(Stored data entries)
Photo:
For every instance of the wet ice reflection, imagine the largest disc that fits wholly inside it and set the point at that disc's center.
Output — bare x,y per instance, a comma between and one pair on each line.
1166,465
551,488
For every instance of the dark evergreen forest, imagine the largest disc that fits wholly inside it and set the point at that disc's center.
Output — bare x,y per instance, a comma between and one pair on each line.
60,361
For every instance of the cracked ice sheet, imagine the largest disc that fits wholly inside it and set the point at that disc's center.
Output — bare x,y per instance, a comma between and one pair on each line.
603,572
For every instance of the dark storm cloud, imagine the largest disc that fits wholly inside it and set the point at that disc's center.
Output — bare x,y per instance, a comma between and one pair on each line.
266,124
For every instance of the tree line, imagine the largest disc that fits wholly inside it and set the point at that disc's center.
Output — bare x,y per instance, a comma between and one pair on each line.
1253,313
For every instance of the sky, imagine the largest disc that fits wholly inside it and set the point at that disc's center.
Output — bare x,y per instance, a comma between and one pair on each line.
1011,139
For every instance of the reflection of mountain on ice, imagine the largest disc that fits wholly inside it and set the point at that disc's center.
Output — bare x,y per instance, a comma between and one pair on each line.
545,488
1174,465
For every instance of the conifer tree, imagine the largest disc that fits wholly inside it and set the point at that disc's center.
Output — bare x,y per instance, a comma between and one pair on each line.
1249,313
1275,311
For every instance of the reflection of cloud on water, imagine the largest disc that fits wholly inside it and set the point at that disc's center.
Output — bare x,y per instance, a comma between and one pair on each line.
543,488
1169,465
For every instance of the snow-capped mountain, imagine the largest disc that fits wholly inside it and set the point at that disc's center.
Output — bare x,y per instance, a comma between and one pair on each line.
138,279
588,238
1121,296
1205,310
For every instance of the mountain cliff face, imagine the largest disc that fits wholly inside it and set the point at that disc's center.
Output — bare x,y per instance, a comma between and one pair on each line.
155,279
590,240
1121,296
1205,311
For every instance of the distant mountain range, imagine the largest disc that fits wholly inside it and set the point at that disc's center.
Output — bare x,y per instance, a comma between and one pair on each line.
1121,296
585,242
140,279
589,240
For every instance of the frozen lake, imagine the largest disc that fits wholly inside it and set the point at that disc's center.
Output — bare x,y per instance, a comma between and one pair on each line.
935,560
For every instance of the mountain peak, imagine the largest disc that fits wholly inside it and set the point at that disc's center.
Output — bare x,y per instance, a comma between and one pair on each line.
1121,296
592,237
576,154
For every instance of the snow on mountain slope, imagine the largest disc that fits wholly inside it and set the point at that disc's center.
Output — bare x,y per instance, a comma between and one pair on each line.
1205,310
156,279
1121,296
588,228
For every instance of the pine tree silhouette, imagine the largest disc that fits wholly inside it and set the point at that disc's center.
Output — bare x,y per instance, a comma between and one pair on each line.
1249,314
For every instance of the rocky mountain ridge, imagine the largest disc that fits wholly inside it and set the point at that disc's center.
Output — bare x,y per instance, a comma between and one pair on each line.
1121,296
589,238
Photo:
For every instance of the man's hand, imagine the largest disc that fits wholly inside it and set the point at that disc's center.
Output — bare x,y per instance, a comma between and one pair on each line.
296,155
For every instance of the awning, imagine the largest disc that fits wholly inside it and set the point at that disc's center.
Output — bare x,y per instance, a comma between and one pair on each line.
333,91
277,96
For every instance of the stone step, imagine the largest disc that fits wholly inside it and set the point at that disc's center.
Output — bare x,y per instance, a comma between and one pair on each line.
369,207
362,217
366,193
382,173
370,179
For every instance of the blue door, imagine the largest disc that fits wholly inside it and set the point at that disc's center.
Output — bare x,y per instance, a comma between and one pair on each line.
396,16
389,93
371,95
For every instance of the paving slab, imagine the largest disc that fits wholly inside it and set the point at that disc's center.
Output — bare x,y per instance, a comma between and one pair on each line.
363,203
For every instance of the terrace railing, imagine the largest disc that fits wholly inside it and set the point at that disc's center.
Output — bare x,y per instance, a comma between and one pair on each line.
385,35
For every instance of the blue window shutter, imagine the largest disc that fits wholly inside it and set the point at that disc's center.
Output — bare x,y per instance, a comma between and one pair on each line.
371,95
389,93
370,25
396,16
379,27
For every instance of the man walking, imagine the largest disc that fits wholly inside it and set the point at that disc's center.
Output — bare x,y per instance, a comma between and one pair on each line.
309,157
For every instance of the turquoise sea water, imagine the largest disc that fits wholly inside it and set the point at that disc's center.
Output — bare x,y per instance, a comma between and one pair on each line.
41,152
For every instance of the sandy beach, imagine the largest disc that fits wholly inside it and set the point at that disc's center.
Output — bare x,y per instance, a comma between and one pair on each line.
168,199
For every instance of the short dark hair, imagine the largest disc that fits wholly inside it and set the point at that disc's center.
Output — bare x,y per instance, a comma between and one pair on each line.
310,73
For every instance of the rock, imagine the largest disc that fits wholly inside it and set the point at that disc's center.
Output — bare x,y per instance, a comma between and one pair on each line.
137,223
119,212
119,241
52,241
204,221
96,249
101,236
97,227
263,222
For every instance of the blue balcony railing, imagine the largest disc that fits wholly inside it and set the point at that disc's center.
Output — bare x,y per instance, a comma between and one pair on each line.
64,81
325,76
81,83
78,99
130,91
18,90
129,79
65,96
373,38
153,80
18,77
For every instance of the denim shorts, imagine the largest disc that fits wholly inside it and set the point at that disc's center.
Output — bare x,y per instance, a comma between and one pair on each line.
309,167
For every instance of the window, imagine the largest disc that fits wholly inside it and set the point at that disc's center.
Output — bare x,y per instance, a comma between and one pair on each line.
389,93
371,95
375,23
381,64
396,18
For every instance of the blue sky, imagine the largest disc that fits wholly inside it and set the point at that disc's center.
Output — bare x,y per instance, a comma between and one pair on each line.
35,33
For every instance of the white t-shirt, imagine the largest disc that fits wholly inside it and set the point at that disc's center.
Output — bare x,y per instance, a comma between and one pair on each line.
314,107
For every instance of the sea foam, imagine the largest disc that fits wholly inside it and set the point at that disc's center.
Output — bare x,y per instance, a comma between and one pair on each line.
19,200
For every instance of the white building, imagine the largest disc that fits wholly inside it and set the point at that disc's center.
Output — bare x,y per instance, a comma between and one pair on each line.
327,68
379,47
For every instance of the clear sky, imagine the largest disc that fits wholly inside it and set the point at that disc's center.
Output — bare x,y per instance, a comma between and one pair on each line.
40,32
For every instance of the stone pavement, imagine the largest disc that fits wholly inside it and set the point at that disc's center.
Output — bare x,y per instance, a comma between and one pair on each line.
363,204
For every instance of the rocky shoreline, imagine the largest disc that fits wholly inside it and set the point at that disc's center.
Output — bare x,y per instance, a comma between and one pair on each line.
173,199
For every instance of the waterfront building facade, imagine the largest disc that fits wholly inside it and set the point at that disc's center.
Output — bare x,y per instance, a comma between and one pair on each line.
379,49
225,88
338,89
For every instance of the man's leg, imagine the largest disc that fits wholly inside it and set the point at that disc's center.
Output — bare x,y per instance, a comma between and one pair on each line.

Exercise instructions:
Nothing in the listing may be changed; retype it all exactly.

Written answer:
Photo:
For every instance of the wet ice reflection, imagine the largest disc that fits wholly inside it and set the point at that disc's center.
Output — bare x,y per instance, a comma between and one pair on each line.
1166,465
551,488
For every instance of the dark evergreen forest, imagine the largest disc that fits wholly inside it and set the point at that disc's center.
Output — bare x,y per instance, a comma between and one pair on each line.
60,361
For every instance of the cracked ice sheet, imagine the largest disc that fits wholly inside it and set the point at that disc's center.
Output — bare x,y per instance, a comma between and one pair on each line.
603,572
For every instance of the dark storm cloud, imagine the largest disc that fits wholly inside it and set the point at that disc's center.
Output — bare x,y per instance, a comma between and one pair on each line.
266,124
For every instance of the tree line, imagine the largest disc that fits wholly inside it and set the point at that disc's center.
Output — bare x,y per instance, a comma between and one pair on each line.
1253,313
For every instance of the sky, imagine the largest disc that fits wholly inside it and set the point at that disc's center.
Output — bare x,y per instance, a comma between and one pair on each line.
1011,139
For every instance of the reflection of mountain on ice, imagine the largest disc that fits wholly inside it and set the point at that disc's center.
Output — bare x,y per instance, a comma between and one pair on each line.
545,488
1174,465
For every instance of the conifer tree, imagine the largest disc that fits wholly inside it and set the point at that disc's center.
Output — bare x,y per instance, a comma between and one pair on each line.
1249,313
1275,311
For every instance of the reflection of cloud on water, imagine the largest disc that fits wholly inside it and set the point at that disc's center.
Output — bare x,y per instance, a comma between and one pair on each line.
543,488
1169,465
For every instance of the snow-capped mountain, imagine the largest disc that fits wholly inside it and set the point at that disc's center.
Output — bare x,y per instance, a comma between and one pair on each line.
138,279
588,238
1121,296
1205,310
For every instance of the mountain cliff face, imagine the largest disc that fits wholly inside it and set the point at that disc's center.
Output — bare x,y per instance, a comma between and one pair on each line.
155,279
590,240
1121,296
1205,311
For every instance of the distant mountain range, imagine the largest disc that fits wholly inside it and set the point at that disc's center.
Output — bare x,y per instance, a comma between and one pair on each line.
1121,296
585,242
140,279
589,240
For every instance of the frozen lake, imagine the largest disc that fits wholly inside it and set the point at that disc's center.
Output — bare x,y per instance, a comma between and one pair on each line.
935,560
For every instance of the mountain peak, imagine the largest disc that fits wholly inside it and set the point at that disc's center.
Output — bare x,y per instance, a comma between and one pair on each line.
1121,296
592,237
576,154
For every instance of the snow on mountain slope, imagine the largest disc that fits wholly inside it and set the point at that disc's center.
Output — bare x,y per instance, a comma between and one pair on each line.
1205,310
156,279
1121,296
588,228
For every instance of the pine tree silhouette, imagine the largest disc that fits wholly inside it and set the point at that disc's center.
Output — bare x,y per instance, a comma between and one pair on each line.
1249,314
For every instance of the rocky mountain ridge, imagine the largest disc that fits wholly inside it and set the point at that disc's center.
Output — bare x,y per instance, a comma between and one pair on each line.
1121,296
589,238
Photo:
For every instance of the man's hand, imagine the largest disc that fits wholly inside it and set the point at that disc's center.
Output — bare x,y per instance, a comma between and one pair on each line.
296,155
For every instance of the awning, imagine the largest disc that fits wholly inside it and set the point at that disc's center.
Output — bare x,y per instance, a comma between and one pair on each line.
333,91
277,96
For every instance of the stone step, imagine the largest disc that fits wholly inside it and set the point at that disc's center.
Output — bare x,y per instance, a comma between and one pair on each line.
369,207
362,217
366,193
382,173
370,179
For every instance of the blue door, imagine the largest disc that fits wholly inside it and set the point at that disc's center.
Output — bare x,y per instance, a comma between and one pair on each line.
396,16
389,93
371,95
For every instance of the paving slab, imagine the largest disc that fits wholly inside it and set the point at that disc's center.
Output — bare x,y per instance, a comma between and one pair on each line.
363,203
For every instance of the terrace railing, imagine the largest disc that fits wholly inside it and set the point at that disc's center.
Output — bare x,y per instance, a comma between and one pair on each line.
385,35
For every instance of the blue window shutter, imagine the largest disc that fits wholly inside it and set the point at that disc's center.
Output — bare x,y per instance, a comma between and one pair on each line.
371,95
389,93
370,25
396,16
379,27
For every instance of the man walking, imagine the largest disc that fits wholly inside it and set the point at that disc's center.
Output — bare x,y per instance, a comma between and one pair on each line.
309,157
For every instance of the turquoise sea water, imagine the largest disc that fits wholly inside it and set the point at that disc's center.
Output — bare x,y per instance, a comma between and one pair on each line.
41,152
For every instance of the sandy beach, imagine the largest disc that fits wholly inside it and set the point at that disc's center.
Output — bare x,y per instance, a comma between and one pair on each line.
168,199
For every instance of the short dark hair, imagine the largest disc that fits wholly inside it and set the point at that disc's center.
Output — bare x,y per instance, a comma between and one pair on each line.
310,73
For every instance of the rock, imagine the largest disc that fits wholly inside it and set the point at that disc's center.
Output — bare x,y per instance, a comma between and one pair on each line.
137,223
119,212
119,241
52,241
204,221
96,249
101,236
97,227
263,222
For every instance of the blue balcony railing, imagine the largest disc that fits wholly inside it and set the point at that disc's center.
Output — bare x,y per instance, a comma between and one pair on each line.
64,81
325,76
81,83
78,99
130,91
18,90
129,79
65,96
373,38
153,80
18,77
For every instance of the denim shorts, imagine the largest disc that fits wholly inside it and set the point at that disc's center.
Output — bare x,y per instance, a comma between and one pair on each line.
309,167
For every instance of the window, imagine the largest disc that fits wholly inside it and set the point at that disc's center.
Output — bare x,y per instance, a comma between and one pair on each line.
389,93
371,95
375,23
381,64
396,18
For every instance of the blue sky, imagine the largest disc that fits wholly inside it and set the point at that disc's center.
Output — bare x,y per instance, a comma between and one pair on each line.
35,33
For every instance of the white t-shirt, imagine the largest disc that fits wholly inside it and set the point at that disc's center.
Output — bare x,y per instance, a comma between and one pair on each line.
314,107
For every instance of the sea foam, imagine the largest disc that fits wholly inside it and set the point at that disc's center.
Output — bare x,y per instance, a comma between and one pair on each line.
19,200
For every instance of the white building, imagine the largest disc that fits wholly inside it and set the point at that disc's center.
Output — bare x,y per instance, a comma between and one pair on each line.
327,68
379,47
For every instance of the clear sky, imagine the largest disc that fits wholly inside it and set the point at that disc's center.
Output — bare x,y per instance, a comma between and one pair on each line.
40,32
For every instance of the stone pavement, imagine the largest disc that fits wholly inside it and set the point at that disc's center.
Output — bare x,y per instance, a comma between and one pair on each line.
363,204
For every instance of the rocky shoreline, imagine the largest disc that fits wholly inside it and set the point at that disc's center.
Output — bare x,y per instance, a comma between and one pair on each line.
173,199
For every instance of the waterfront building facade, imagine the largest disc that fits wholly inside it and set the point at that disc's center.
Output — bare x,y per instance, a comma between and one pair on each line.
379,49
225,88
338,89
For every instance of the man's leg, imagine the largest disc that fits wholly inside it and set the point at that disc's center.
Output — bare x,y per instance, a comma between and one pair on each line.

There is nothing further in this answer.